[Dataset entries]
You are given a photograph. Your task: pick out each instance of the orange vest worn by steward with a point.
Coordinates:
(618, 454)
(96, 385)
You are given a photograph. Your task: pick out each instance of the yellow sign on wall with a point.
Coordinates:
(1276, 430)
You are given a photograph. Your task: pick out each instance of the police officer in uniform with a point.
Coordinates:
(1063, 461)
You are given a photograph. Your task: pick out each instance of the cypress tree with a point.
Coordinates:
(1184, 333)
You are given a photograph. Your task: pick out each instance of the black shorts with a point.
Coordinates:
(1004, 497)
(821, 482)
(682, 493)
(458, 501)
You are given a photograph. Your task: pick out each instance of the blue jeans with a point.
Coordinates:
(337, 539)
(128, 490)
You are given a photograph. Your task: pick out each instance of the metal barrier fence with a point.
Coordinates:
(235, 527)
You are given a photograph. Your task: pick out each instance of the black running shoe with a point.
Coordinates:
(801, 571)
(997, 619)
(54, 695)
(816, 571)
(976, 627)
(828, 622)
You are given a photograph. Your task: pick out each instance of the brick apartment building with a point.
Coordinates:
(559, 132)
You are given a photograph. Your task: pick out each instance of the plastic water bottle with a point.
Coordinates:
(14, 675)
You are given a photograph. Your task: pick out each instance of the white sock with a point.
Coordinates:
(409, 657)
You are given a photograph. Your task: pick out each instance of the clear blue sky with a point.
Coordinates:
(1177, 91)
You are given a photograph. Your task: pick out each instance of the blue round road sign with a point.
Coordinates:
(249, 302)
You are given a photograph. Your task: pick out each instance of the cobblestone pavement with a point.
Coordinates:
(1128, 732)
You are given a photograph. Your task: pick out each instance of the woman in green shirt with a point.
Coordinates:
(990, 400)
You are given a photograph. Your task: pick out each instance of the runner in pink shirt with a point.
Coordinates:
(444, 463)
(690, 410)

# Task to complete:
All lines above containing the string "blue" are to be collected.

# Worked solution:
You are given a photograph. Your task: pick out each instance of the blue jeans with a point.
You are given a photograph. Your task: pick out each instance of the clear blue sky with a point.
You are given a photograph. Your task: pick out each instance of the blue round road sign with a point.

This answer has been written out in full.